- EXERCISE GOAL
Please pull every line of text from the data below and reproduce it unchanged, leaving the pictures out.

- MATERIAL PROVIDED
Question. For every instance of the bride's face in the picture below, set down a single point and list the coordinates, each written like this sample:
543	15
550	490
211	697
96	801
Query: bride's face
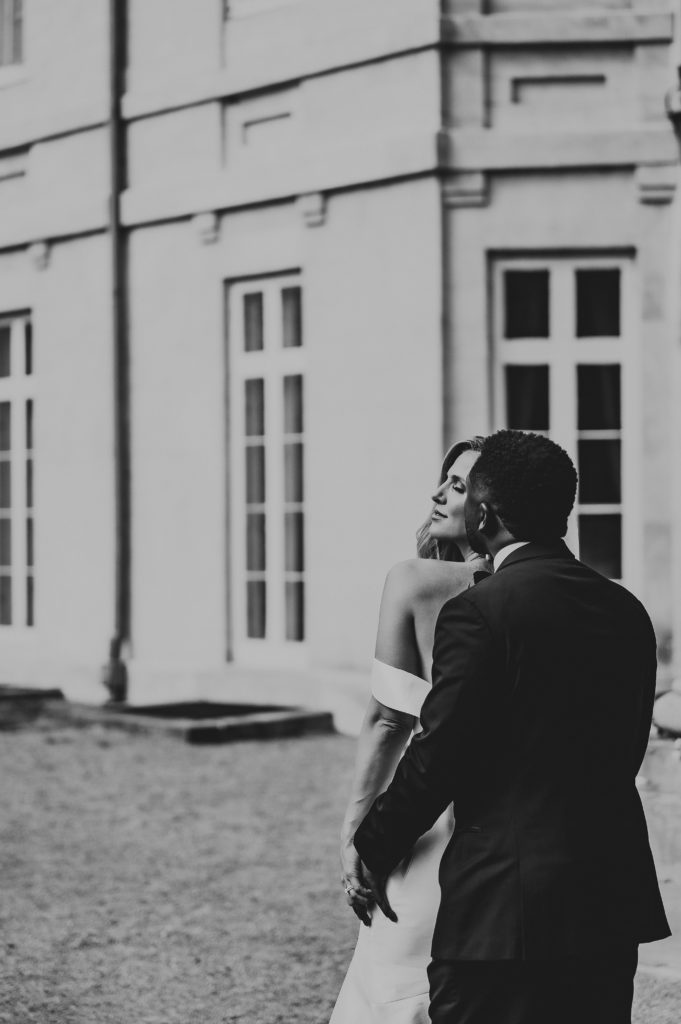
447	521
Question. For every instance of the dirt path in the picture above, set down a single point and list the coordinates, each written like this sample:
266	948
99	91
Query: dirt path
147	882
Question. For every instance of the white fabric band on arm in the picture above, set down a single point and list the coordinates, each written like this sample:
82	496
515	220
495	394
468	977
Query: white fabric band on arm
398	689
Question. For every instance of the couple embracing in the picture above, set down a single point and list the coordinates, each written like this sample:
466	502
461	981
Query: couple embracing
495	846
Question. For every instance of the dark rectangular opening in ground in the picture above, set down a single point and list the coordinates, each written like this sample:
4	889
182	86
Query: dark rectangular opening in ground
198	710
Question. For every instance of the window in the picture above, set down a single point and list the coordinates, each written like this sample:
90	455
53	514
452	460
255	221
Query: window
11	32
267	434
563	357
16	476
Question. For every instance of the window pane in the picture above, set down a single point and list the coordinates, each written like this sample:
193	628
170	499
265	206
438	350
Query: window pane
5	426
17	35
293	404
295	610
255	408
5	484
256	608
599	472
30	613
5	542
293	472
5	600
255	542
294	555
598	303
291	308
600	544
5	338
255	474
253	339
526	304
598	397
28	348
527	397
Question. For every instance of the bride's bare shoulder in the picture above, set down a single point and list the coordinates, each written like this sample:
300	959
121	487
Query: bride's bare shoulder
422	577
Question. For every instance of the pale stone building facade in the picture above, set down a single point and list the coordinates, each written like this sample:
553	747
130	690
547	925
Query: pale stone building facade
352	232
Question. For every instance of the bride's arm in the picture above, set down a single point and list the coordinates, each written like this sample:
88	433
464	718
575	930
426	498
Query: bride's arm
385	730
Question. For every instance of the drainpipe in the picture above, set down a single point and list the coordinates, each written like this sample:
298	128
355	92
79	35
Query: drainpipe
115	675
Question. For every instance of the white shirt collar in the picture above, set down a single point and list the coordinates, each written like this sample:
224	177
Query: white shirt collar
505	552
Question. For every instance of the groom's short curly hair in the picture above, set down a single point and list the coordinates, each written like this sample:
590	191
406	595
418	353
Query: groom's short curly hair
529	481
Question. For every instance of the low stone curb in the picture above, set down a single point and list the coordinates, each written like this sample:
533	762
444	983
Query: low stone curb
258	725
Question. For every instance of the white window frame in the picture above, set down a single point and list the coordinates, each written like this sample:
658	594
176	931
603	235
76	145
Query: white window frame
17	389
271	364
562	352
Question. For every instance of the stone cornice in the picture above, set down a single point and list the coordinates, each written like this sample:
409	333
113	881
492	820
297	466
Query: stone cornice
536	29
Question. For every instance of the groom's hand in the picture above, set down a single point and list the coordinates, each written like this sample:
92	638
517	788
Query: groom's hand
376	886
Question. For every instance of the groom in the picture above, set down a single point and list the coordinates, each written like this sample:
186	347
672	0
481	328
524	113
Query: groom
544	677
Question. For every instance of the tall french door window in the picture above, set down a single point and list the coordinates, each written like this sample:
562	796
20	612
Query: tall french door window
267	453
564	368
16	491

- ANSWER
Question. For every instance of the bride's face in the picture below, set down a single point and list the coordinates, each written like this sample:
543	15
550	490
211	697
96	801
Query: bride's face
447	521
Question. For every instance of the dirt path in the picture above, set down a single point and list the coordinates, each written like this sample:
266	948
99	91
Query: dirt path
147	882
Question. For every instance of the white fabric band on arm in the picture above, set down a single point and list the coordinates, each written like this sample:
82	496
515	220
495	394
468	977
Query: white fabric band on arm
398	689
Question. For every instance of the couple embracing in the picture above, set down a single point and list the coordinates, each written like this sample:
466	502
461	981
Query: couple embracing
495	846
Question. For every instance of the dark rectangular opening in ground in the picture above, set down a single point and list the coordinates, each written like this sample:
4	889
182	86
Query: dark rectangular opening in ground
198	710
Question. For every instance of the window in the picture above, set down a single point and list the coordinates, each written like this sample:
90	455
53	514
452	460
255	221
Query: window
11	32
267	434
563	357
16	476
Question. For every instance of the window pane in the picture above, set down a single point and list the coordinates, each written like this sample:
193	628
170	499
265	206
438	350
Query: window pane
5	426
17	35
293	404
295	610
255	408
5	484
256	608
599	472
30	613
5	542
293	472
5	600
255	542
294	555
598	303
291	308
600	544
5	338
255	474
253	339
526	304
598	397
28	348
527	397
Question. For every instance of the bride's bare shoulder in the picture above, set down a single point and list the coordinates, each written like this sample:
300	959
121	487
Query: bride's bare shoulder
422	577
Question. For every instance of the pale stone building facade in the picture above, set down a single point and list the coordinates, each written like this sample:
553	747
130	690
547	925
Query: pale stone building facade
352	232
Question. For every instance of the bride's arm in the picture above, set down a single point and list the coordinates, each written like this sample:
88	433
464	718
575	930
426	498
Query: bride's arm
385	730
Question. For every instance of the drainpipe in the picture above, set down a single point and list the coordinates, each written like this sample:
298	128
355	92
79	35
Query: drainpipe
115	675
Question. For every instance of the white shirt collar in the picture above, set down a single point and list the coordinates, each written like this sample:
224	177
Query: white shirt collar
505	552
Question. For every instance of the groom's short curly hair in the picture above, set down a single point and list the coordinates, each written like this sample:
590	191
406	595
418	353
Query: groom's short curly hair
529	481
Question. For every instance of the low stone curb in the picture above, set down a single point and list the coordinates, each written like this sample:
533	762
444	983
Query: low stone curb
258	725
Question. For every instance of the white window frame in the picture above, set down a single point and list the coordinates, each written like this sample:
658	594
176	931
603	235
76	145
Query: white window frame
17	389
271	364
562	352
Question. For every instance of the stone cornice in the picture above, set down a single point and list the coordinates, each written like this sample:
409	333
113	881
492	820
297	466
Query: stone cornice
536	29
Question. For every instance of the groom's hand in the picture above, set down a single point and list the coordinates, each written like this sample:
92	638
517	788
Query: groom's hand
376	886
Question. For every instance of the groom in the picture above, set down a single point and list the coordinates, each written like this sample:
186	347
672	0
481	328
524	113
Query: groom
544	677
Question. For every instance of the tall french door window in the picture above, set down a single point and list the coordinates, each written like this sample:
562	796
20	612
Query: tall french door window
267	453
564	368
16	491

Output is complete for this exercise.